**Task directions:**
Rewrite every line of the entries below, from the line containing "of the chevrolet" through the last line inclusive, adding 60 to each x and y coordinate in the answers and leaving the requests unchanged.
※ ※ ※
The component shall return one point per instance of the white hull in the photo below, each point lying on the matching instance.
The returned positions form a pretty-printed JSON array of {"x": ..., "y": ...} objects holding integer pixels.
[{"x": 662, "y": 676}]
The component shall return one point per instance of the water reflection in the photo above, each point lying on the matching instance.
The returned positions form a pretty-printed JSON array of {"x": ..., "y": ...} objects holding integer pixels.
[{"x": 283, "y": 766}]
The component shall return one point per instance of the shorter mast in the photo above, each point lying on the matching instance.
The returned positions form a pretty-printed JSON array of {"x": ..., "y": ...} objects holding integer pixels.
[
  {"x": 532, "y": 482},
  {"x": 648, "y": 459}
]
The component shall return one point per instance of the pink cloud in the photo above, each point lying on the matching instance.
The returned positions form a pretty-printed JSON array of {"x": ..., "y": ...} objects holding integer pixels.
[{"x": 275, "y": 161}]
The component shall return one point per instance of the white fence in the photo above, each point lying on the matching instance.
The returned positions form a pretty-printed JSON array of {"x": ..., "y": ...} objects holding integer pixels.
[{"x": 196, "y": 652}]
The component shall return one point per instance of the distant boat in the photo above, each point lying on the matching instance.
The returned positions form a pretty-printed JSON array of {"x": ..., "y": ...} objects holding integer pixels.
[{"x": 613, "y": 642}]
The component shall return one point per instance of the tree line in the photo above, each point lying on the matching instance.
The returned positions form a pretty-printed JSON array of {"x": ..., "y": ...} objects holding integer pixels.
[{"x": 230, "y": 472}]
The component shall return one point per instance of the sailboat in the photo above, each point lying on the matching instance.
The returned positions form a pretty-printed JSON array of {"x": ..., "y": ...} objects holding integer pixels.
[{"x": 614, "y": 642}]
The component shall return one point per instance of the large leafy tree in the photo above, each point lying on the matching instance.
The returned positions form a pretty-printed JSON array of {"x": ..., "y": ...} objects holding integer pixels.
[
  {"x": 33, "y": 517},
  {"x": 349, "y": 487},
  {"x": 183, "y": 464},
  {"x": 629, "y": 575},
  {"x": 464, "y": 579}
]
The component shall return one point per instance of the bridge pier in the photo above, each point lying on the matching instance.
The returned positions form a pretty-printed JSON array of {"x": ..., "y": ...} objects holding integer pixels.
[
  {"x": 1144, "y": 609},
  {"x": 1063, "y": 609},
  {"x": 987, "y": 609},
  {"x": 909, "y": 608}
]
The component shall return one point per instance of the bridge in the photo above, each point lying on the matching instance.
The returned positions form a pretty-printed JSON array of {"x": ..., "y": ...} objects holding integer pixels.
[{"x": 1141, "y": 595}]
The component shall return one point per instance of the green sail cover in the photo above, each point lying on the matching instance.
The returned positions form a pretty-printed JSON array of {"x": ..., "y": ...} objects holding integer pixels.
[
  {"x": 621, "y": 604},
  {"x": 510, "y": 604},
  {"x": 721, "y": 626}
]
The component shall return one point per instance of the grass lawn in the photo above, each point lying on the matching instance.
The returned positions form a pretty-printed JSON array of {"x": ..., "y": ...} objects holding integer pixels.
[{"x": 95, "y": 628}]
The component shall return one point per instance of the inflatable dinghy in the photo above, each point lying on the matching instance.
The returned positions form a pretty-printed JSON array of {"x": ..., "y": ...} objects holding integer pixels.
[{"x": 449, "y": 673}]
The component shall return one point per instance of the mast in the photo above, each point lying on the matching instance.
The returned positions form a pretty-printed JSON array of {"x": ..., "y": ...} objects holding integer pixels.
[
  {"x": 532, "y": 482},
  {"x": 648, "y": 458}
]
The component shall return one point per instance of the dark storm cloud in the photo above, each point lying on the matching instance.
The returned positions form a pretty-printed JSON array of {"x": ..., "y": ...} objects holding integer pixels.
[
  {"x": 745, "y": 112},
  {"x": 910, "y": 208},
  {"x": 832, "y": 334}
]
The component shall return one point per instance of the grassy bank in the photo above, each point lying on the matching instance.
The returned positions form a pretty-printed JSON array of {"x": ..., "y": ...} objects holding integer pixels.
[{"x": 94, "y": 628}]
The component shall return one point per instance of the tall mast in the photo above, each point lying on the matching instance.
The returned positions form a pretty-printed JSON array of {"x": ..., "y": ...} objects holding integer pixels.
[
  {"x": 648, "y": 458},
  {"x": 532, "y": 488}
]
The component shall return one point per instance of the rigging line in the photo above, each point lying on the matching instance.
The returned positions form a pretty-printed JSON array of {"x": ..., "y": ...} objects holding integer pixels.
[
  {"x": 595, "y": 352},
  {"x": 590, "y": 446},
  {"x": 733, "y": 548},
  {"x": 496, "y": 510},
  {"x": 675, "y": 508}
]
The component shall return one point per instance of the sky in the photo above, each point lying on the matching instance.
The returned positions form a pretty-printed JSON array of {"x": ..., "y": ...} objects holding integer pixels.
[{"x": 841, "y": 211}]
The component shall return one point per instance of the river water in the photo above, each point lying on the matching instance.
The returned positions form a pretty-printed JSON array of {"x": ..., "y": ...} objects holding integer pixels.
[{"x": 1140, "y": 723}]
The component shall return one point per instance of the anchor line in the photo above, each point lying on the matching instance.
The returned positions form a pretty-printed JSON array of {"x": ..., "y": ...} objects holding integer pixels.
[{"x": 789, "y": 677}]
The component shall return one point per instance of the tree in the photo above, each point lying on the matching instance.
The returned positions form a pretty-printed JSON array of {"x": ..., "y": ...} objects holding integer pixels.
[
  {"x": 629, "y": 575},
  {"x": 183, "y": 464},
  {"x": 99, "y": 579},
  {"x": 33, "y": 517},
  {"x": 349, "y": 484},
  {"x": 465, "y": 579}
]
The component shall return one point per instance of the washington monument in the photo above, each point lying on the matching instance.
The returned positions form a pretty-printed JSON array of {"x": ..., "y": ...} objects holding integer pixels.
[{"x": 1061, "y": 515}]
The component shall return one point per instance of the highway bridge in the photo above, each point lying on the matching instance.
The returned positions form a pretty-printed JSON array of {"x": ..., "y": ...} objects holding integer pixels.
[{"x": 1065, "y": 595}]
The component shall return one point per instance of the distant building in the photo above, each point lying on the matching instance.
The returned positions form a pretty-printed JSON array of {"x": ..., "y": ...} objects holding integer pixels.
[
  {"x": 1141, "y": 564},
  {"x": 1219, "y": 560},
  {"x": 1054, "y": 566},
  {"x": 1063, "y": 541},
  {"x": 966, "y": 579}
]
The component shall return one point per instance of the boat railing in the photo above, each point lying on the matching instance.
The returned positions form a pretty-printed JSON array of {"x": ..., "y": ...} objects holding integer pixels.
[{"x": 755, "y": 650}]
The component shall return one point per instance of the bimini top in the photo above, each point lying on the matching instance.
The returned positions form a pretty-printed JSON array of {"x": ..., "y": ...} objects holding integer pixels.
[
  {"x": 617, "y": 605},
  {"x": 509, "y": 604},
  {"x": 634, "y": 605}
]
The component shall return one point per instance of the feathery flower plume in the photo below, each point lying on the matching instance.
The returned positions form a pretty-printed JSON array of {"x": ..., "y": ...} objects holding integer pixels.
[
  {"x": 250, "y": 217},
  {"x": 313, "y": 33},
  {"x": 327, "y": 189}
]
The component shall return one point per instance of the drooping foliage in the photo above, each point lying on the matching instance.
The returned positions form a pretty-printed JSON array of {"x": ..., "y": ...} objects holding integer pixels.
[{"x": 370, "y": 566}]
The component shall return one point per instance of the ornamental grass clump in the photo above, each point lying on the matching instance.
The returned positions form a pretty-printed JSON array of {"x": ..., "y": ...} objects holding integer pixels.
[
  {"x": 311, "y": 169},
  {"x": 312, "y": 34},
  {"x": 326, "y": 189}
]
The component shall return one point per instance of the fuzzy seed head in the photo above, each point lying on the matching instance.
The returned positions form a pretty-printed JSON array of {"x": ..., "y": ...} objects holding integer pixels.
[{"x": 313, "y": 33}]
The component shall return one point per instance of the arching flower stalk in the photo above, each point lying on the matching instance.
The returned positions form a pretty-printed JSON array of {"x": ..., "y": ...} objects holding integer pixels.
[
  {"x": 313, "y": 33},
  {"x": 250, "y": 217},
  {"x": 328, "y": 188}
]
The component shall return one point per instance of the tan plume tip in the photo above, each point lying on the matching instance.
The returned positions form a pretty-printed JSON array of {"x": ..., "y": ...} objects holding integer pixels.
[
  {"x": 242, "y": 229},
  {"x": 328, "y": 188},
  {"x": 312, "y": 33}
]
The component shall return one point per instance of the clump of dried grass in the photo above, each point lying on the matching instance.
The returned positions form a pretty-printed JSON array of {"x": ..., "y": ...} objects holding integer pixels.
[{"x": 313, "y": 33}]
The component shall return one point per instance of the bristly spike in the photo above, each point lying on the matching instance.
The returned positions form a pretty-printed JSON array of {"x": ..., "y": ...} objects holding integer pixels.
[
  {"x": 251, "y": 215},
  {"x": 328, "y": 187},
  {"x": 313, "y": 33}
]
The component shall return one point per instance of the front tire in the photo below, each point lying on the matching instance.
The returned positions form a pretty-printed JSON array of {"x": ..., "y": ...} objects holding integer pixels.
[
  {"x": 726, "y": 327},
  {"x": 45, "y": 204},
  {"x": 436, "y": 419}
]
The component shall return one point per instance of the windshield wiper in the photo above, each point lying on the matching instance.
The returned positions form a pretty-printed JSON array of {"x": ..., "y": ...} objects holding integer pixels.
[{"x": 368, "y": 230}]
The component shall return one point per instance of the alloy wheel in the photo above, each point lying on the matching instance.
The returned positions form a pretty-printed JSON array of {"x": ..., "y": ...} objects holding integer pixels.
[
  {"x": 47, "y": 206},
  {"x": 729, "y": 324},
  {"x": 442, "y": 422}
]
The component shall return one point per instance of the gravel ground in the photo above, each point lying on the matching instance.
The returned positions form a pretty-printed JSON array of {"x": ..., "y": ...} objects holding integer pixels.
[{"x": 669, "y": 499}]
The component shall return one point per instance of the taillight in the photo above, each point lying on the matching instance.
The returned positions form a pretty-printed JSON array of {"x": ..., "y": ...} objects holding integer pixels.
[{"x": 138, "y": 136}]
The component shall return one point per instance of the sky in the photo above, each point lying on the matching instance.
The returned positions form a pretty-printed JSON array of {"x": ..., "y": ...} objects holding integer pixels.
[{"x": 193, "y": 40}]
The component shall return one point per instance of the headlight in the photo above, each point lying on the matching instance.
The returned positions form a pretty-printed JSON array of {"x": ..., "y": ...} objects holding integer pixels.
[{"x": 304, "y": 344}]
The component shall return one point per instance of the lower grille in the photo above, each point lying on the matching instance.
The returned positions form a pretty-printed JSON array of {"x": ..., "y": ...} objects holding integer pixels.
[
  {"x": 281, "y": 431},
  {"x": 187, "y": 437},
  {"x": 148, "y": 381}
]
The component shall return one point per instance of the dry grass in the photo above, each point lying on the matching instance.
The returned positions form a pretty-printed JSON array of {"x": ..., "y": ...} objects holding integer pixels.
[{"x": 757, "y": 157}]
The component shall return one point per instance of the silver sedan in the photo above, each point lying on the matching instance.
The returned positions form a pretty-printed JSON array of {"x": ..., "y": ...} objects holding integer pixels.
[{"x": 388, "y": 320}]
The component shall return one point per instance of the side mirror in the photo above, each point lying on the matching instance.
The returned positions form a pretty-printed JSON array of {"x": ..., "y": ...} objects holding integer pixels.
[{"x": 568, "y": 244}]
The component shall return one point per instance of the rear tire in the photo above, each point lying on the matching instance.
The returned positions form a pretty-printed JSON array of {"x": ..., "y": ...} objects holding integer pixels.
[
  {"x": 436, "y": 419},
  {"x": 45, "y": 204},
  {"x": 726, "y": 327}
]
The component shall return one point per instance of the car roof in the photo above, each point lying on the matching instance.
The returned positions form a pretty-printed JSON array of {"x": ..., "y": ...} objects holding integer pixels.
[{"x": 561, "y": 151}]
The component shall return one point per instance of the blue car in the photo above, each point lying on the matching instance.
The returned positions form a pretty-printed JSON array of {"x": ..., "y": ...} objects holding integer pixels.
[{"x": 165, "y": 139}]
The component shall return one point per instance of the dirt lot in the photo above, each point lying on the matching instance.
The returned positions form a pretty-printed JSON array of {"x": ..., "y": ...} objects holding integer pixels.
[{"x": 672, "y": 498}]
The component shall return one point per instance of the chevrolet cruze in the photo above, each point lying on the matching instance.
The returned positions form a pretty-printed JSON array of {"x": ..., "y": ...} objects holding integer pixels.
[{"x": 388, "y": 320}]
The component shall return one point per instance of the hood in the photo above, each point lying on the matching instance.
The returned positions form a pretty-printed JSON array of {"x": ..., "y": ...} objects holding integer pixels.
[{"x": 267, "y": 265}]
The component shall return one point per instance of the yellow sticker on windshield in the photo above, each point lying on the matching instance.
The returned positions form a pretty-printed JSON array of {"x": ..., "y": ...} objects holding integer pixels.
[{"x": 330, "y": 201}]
※ ※ ※
**Answer to this problem:**
The component shall return one point per instance of the chevrolet cruze in the photo above, each point lying on the matching instance.
The returned positions form a pretty-printed JSON array of {"x": ..., "y": ...} objects holding integer pixels.
[{"x": 448, "y": 380}]
The component shall return one point per instance of the hood in the photo above, each point lying on the matching instance.
The returned positions form a pretty-printed JSON array of {"x": ..., "y": ...} objects holding integer pixels.
[{"x": 327, "y": 325}]
The component shall return one point per instance of the yellow sticker on windshield in the photo above, each point lying on the matching instance.
The returned positions form a pretty-printed JSON array of {"x": ..., "y": ...} objects holding integer pixels.
[{"x": 390, "y": 261}]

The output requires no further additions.